#### Your tasks:
1. In the post about riding bicycles, which bike did the writer keep after selling the others?
2. Continue the post about riding bicycles from its last sentence.

#### Given passage:

============================================================

On Feb 11, 4:47 pm, Dave Craig <[email protected]> wrote:
> Isn't it wonderful that we are fortunate enough to have these kinds of
> choices in life?
>
> Dave

Absolutely agree with you there. As with your other points too.

I think what is happening to me is that I used to do many different
types of riding that made bike set-up/choice easy to determine, but
now I tend to just ride. I had (still do) a road race bike for racing,
a cross bike for cross racing, a mountain bike for technical trail
riding and racing, and a single speed "townie" for general errand
running and coffee shop rides. Well, once I stopped racing, got
married, had a daughter and became a stay home dad...most of my bikes
were "extremes" that no longer fit how I ride. I started doing a bunch
more random mixed terrain riding, longer meandering exploring, and
camping. That's where the Bleriot came in and really just eliminated
the "need" for my other bikes. I sold off all of them except for my
Colnago race bike which has sentimental value, but has not seen the
road in 4 years.

============================================================

(Items from a dataset)
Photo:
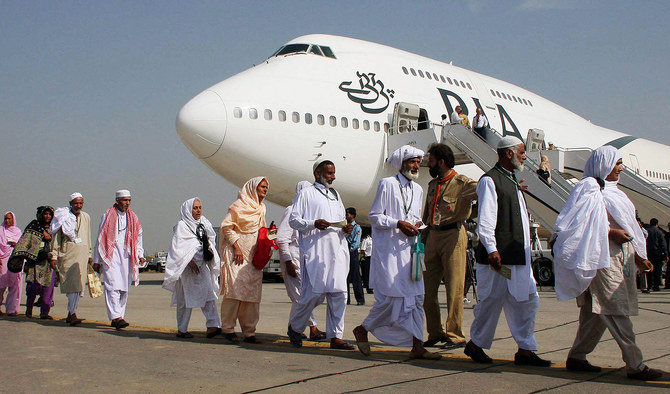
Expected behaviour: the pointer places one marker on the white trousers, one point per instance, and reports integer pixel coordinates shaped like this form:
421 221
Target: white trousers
592 327
337 304
209 310
116 301
396 320
73 301
293 286
520 316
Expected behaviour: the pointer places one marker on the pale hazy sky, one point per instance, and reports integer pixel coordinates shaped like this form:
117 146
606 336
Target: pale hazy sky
89 90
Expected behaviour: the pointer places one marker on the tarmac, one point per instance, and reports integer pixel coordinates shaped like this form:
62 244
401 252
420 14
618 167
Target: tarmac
50 356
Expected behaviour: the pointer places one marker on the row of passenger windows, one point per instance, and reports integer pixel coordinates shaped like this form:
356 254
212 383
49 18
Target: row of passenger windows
510 98
657 174
429 75
309 119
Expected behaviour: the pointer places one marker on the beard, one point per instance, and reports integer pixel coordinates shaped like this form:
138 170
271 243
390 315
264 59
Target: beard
413 176
518 164
433 171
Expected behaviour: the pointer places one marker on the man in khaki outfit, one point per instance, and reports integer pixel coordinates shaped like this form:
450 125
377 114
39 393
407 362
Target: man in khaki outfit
448 205
71 252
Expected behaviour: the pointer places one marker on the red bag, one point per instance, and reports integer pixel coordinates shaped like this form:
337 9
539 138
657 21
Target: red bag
267 241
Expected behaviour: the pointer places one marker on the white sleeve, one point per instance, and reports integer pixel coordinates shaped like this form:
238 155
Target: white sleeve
296 218
487 213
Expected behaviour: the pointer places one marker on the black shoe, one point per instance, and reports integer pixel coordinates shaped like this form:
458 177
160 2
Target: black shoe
477 354
434 342
646 374
453 345
577 365
533 360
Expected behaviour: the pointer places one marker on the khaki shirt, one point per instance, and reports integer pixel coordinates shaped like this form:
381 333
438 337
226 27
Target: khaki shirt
456 202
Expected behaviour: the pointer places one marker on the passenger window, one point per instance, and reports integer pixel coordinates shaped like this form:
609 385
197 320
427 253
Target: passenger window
327 51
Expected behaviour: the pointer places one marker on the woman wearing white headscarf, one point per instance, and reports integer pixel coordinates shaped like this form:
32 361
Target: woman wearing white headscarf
192 269
241 281
598 246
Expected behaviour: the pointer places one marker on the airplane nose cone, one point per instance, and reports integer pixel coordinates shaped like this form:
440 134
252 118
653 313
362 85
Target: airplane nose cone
201 124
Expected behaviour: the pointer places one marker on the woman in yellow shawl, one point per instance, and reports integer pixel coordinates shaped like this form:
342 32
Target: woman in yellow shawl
241 282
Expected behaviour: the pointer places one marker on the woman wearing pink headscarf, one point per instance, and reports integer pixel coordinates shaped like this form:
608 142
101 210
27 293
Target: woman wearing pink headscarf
241 281
10 281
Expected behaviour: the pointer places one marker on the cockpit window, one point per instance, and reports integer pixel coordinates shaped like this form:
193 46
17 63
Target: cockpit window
305 48
292 48
327 51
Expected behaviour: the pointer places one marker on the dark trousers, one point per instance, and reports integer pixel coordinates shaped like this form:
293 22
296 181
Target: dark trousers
365 271
354 278
34 289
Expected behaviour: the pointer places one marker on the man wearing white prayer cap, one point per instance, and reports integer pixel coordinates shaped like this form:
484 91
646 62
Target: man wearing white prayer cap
597 247
118 250
448 205
506 280
396 317
318 214
71 252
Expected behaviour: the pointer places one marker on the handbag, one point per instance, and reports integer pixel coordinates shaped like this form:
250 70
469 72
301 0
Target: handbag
264 246
94 284
418 265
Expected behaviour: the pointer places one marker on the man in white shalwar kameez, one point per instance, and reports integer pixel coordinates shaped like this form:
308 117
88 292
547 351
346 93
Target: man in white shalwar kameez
597 246
290 261
118 248
193 281
504 236
396 317
318 214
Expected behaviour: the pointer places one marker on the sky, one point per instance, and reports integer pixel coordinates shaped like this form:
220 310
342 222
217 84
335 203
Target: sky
89 90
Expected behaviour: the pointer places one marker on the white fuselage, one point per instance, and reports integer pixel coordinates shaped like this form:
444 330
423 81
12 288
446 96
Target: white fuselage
237 129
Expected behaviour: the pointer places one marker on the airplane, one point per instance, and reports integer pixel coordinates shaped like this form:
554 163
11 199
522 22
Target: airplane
331 97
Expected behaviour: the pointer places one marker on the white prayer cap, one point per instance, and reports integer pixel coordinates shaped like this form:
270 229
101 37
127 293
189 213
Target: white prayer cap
508 142
122 193
403 153
75 195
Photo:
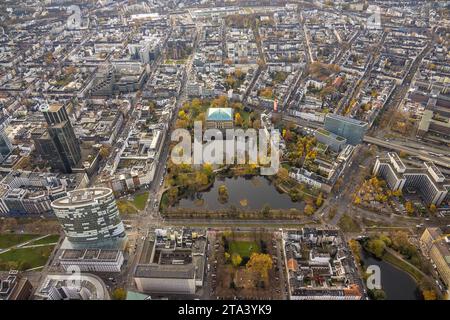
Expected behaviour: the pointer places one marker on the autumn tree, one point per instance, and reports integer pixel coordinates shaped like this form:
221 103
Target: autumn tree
308 210
319 200
265 210
260 263
236 260
105 151
377 247
119 294
409 207
223 193
238 119
283 173
429 295
433 208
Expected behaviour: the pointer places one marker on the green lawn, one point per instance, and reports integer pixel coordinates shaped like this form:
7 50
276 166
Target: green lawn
26 258
126 207
47 240
140 200
347 224
9 240
132 207
244 248
392 259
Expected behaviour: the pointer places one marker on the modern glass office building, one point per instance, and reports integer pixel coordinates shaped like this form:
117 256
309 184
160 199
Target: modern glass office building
89 216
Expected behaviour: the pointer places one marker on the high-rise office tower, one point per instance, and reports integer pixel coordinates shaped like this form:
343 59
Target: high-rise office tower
58 145
5 144
89 216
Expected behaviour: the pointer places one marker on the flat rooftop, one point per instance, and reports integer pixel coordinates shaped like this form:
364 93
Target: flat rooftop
81 197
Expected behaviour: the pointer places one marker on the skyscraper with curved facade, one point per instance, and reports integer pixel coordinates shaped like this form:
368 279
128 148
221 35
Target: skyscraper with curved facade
90 216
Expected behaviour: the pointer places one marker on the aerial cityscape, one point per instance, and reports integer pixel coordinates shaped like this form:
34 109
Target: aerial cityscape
224 150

============================================================

#### Answers to each task:
1. The writer kept the Colnago race bike, which has sentimental value.

2.
However, now that my time has freed up some I wanted to do more
mountain biking just not quite as aggressively. I thought the Bombadil
was it, but the big wheels and tall stand over has me really
uncomfortable on the rough singletrack. I think it would make a
fantastic "all rounder" but more robust than I would ever need, and
the Bleriot already fits that need to perfection. That's where I
started thinking maybe someone would be interested in trading a 700c
that has the opposite problem. An Atlantis would obviously be another
consideration, but with the 26" xo it too be redundant. So a 700c
would be the furthest step I suppose.

>On Feb 11, 7:33 pm, rcnute <[email protected]> wrote:

> If I had a Bombadil I'd keep it!

> Ryan

>I'd keep it too, especially if you may regret it if you let it go.
>Even though there may be a lot of overlap, functionally, between the
>two bikes the way you currently have them set up, you can always
>change that.    I suppose that's what makes them so good in my book.
>they are remarkably versatile.

It's a weird situation for me to be sure. The Bombadil is by far the
most expensive frame I have ever purchased so it stings to be thinking
"why did I buy this?". Certainly the bike could be set up vastly
different from the Bleriot and used for a different purpose. It might
end up being the hummer of country bikes. Honestly I would trust any
Riv frame under me in the hardest conditions I could dish out. At
145lbs I've never had even the lightest of frames/parts fail. Hell, I
have only taken one wheel out of true and that was a crash that broke
the rim. Knock on wood right?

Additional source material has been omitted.